[START AVAILABLE DATA]

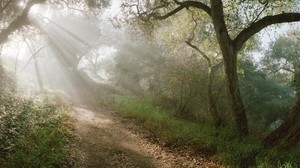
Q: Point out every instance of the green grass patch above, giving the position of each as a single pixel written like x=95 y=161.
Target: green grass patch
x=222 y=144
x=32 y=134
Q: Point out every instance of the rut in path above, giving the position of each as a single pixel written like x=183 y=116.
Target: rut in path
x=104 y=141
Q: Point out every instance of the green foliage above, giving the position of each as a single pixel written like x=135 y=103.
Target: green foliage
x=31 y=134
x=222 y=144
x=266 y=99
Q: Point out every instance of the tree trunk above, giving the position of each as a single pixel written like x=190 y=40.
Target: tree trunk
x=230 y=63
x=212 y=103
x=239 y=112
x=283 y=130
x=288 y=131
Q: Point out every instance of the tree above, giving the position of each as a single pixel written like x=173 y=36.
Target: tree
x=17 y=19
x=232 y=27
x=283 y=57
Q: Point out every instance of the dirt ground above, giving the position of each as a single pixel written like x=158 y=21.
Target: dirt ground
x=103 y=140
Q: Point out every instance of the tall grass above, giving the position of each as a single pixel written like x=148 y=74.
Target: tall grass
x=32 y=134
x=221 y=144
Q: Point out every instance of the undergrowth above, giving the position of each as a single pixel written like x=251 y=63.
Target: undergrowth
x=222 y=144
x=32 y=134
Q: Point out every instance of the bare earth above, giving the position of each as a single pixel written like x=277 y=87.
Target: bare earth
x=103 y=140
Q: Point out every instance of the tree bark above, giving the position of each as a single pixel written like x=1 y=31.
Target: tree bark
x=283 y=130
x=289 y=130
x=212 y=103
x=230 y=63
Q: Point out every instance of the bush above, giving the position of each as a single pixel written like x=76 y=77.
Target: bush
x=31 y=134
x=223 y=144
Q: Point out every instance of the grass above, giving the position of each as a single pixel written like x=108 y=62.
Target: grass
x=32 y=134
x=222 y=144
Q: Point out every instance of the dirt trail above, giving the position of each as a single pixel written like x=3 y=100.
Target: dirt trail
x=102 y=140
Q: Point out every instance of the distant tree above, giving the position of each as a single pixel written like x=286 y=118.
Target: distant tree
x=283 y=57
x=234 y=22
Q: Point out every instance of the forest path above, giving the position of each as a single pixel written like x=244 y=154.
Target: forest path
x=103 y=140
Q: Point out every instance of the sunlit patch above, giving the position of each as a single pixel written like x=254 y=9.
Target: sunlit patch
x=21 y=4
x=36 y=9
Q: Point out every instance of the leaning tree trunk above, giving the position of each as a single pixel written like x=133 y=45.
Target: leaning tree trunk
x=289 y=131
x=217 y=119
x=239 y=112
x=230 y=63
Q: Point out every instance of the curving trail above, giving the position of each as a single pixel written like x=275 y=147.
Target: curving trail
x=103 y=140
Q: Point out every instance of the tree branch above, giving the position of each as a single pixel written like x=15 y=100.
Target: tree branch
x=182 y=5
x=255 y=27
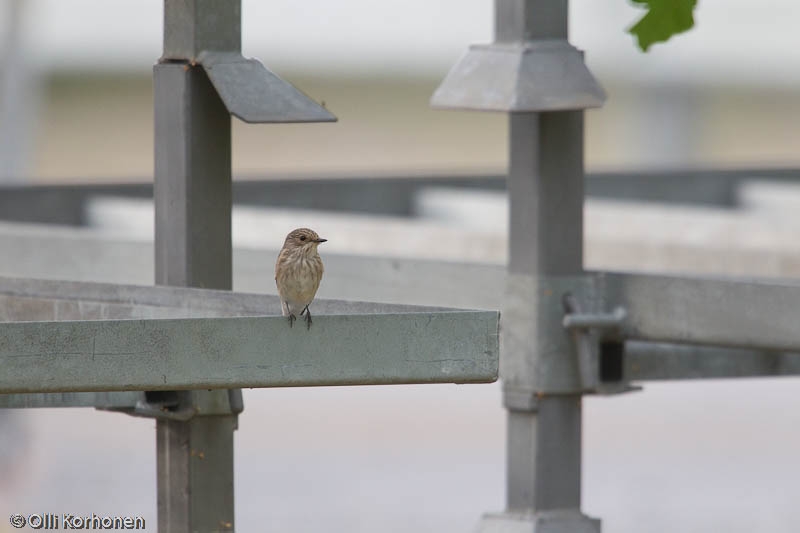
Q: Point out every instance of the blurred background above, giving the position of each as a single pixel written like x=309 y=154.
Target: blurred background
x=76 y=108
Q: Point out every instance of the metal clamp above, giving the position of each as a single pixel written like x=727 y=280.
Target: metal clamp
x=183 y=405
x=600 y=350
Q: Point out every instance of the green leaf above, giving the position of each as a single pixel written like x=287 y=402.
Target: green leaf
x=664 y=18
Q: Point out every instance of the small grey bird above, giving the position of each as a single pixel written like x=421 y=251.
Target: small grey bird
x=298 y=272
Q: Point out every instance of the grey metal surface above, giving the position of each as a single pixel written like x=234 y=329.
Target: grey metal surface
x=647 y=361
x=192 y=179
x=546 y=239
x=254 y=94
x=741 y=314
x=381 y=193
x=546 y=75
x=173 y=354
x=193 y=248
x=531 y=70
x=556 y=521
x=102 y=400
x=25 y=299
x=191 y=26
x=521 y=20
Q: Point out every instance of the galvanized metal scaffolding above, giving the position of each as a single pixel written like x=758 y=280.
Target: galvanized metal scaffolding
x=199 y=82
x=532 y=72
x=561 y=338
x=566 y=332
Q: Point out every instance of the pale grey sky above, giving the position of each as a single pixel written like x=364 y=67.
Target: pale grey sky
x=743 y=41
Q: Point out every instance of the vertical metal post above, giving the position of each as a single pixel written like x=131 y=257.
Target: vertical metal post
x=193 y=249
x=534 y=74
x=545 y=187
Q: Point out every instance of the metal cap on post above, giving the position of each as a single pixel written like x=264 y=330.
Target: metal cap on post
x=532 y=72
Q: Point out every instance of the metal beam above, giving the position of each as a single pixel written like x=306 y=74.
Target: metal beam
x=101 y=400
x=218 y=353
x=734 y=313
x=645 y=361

[END AVAILABLE DATA]
[START AVAILABLE DATA]

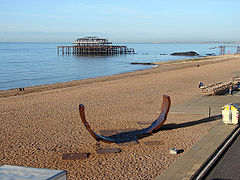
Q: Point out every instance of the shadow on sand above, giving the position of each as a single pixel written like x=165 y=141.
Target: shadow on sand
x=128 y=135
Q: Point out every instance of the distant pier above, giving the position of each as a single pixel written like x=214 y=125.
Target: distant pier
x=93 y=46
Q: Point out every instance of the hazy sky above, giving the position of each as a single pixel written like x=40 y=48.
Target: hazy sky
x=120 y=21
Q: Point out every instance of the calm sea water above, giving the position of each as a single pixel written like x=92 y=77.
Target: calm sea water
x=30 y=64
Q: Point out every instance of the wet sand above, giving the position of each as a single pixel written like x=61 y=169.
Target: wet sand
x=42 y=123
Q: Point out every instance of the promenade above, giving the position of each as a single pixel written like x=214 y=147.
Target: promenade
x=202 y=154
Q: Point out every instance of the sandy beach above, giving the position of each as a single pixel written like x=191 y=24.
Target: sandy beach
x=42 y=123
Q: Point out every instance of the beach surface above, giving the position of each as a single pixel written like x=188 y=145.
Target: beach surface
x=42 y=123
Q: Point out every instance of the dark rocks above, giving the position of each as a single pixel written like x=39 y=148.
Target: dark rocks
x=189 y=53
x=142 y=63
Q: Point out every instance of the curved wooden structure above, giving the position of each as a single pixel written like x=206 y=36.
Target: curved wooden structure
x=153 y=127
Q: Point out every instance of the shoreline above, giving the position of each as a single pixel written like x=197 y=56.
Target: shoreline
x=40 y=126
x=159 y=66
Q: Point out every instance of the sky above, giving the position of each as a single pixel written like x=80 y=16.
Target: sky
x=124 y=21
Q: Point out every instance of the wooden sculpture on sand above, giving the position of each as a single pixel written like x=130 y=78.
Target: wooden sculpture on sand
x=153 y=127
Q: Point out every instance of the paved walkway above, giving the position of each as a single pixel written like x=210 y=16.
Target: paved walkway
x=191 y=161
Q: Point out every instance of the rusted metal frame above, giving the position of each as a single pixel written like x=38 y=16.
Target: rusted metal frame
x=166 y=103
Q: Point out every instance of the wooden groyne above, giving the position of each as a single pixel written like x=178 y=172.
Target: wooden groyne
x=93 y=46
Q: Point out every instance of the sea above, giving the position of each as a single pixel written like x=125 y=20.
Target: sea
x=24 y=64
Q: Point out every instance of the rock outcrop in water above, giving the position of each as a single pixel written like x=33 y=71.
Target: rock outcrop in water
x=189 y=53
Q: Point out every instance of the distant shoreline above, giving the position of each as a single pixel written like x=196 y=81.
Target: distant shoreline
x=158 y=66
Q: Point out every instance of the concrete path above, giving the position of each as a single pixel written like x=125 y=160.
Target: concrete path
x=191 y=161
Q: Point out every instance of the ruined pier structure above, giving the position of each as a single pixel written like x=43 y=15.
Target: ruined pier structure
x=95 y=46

[END AVAILABLE DATA]
[START AVAILABLE DATA]

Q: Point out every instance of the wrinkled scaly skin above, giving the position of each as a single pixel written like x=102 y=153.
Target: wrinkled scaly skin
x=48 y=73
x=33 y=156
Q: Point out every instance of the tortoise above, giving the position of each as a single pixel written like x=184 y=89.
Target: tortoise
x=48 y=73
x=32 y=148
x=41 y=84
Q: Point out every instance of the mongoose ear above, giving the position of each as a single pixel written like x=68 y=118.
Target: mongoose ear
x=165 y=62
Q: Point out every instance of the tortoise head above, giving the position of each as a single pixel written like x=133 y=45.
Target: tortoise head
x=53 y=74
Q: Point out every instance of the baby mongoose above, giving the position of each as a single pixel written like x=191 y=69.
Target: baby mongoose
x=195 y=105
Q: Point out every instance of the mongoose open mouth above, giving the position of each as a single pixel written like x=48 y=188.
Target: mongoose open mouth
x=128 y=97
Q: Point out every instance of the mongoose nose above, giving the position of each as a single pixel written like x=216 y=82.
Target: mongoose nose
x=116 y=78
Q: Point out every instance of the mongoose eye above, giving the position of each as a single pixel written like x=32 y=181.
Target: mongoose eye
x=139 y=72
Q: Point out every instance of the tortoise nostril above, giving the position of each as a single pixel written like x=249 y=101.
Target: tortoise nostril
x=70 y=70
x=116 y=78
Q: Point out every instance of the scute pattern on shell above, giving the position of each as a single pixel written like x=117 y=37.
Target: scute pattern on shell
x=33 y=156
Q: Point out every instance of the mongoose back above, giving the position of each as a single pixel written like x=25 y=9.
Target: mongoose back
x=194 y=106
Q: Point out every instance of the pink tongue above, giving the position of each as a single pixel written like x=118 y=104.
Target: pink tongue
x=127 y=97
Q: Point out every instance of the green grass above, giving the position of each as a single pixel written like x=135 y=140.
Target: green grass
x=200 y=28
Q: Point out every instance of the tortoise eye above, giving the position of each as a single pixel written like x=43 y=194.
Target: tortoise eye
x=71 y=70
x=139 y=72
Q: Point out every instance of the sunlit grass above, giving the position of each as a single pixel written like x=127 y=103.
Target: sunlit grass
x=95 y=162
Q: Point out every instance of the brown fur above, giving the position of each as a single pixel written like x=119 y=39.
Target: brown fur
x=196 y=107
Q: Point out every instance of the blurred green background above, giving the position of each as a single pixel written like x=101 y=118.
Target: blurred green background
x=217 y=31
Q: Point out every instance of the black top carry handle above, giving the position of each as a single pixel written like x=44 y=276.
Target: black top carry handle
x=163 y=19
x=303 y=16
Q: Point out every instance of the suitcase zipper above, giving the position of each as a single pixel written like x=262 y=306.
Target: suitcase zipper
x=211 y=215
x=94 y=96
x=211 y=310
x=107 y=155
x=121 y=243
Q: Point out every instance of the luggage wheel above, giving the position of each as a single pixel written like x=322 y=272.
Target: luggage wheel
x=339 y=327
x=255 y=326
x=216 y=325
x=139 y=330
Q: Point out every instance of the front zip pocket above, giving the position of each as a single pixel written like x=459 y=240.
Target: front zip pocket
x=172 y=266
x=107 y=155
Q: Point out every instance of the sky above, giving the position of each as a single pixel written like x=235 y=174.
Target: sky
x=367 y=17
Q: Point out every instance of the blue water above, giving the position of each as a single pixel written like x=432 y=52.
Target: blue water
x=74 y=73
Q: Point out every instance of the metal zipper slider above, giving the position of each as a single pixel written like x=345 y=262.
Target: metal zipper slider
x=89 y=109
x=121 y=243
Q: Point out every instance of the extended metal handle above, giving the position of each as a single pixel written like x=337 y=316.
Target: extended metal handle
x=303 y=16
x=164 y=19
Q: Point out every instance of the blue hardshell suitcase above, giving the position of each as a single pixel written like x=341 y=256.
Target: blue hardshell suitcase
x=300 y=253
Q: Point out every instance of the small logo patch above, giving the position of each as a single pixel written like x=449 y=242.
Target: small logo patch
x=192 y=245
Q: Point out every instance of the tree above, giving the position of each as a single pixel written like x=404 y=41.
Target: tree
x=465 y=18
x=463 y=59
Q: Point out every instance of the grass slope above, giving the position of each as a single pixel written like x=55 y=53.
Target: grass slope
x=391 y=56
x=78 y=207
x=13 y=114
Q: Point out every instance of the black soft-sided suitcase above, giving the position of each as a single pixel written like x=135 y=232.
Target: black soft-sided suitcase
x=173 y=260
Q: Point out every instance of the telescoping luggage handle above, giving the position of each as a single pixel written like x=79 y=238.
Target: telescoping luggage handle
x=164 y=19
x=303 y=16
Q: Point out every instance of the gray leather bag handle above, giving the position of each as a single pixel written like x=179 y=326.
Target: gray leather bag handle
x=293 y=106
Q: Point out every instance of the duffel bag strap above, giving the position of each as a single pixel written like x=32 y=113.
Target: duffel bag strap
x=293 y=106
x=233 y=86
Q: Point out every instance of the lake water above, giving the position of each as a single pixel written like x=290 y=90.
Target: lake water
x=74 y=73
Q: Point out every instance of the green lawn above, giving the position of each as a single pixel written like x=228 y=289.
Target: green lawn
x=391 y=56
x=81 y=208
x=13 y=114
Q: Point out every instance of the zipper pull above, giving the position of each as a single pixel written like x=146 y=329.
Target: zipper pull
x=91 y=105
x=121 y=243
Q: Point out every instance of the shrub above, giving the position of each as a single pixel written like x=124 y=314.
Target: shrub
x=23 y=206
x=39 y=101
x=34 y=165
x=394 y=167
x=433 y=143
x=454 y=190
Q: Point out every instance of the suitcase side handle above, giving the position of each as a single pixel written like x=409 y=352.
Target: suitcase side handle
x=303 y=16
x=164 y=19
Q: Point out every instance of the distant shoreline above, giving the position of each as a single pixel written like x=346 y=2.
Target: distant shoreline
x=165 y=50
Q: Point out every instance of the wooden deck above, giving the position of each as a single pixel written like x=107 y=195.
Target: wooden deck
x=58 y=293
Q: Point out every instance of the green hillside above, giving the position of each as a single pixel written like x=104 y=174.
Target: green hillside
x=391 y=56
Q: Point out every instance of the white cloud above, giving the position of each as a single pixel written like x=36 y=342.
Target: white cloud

[END AVAILABLE DATA]

* WHAT TO DO *
Copy the stretch of material from the line containing "Q: Point out every instance of the green foliage" through the line containing "x=221 y=144", both included, reproducing each line precisely.

* ANSWER FOR THIS EXERCISE *
Q: Point out every instance of the green foliage above, giving the position of each as a single pixel written like x=135 y=103.
Target: green foliage
x=31 y=134
x=222 y=144
x=266 y=99
Q: Point out every instance of the tree trunk above, giving the position of each as a single pixel written like x=190 y=40.
Target: tree trunk
x=230 y=63
x=212 y=103
x=239 y=112
x=283 y=130
x=288 y=131
Q: Point out every instance of the tree above, giving the position of each as a single pixel written like x=173 y=36.
Target: tree
x=17 y=19
x=232 y=27
x=283 y=57
Q: Point out every instance of the dirt ground above, giving the position of each as a single pixel written like x=158 y=21.
Target: dirt ground
x=103 y=140
Q: Point out every instance of the tall grass above, giving the position of each as a single pixel written like x=148 y=74.
Target: tall grass
x=32 y=134
x=221 y=144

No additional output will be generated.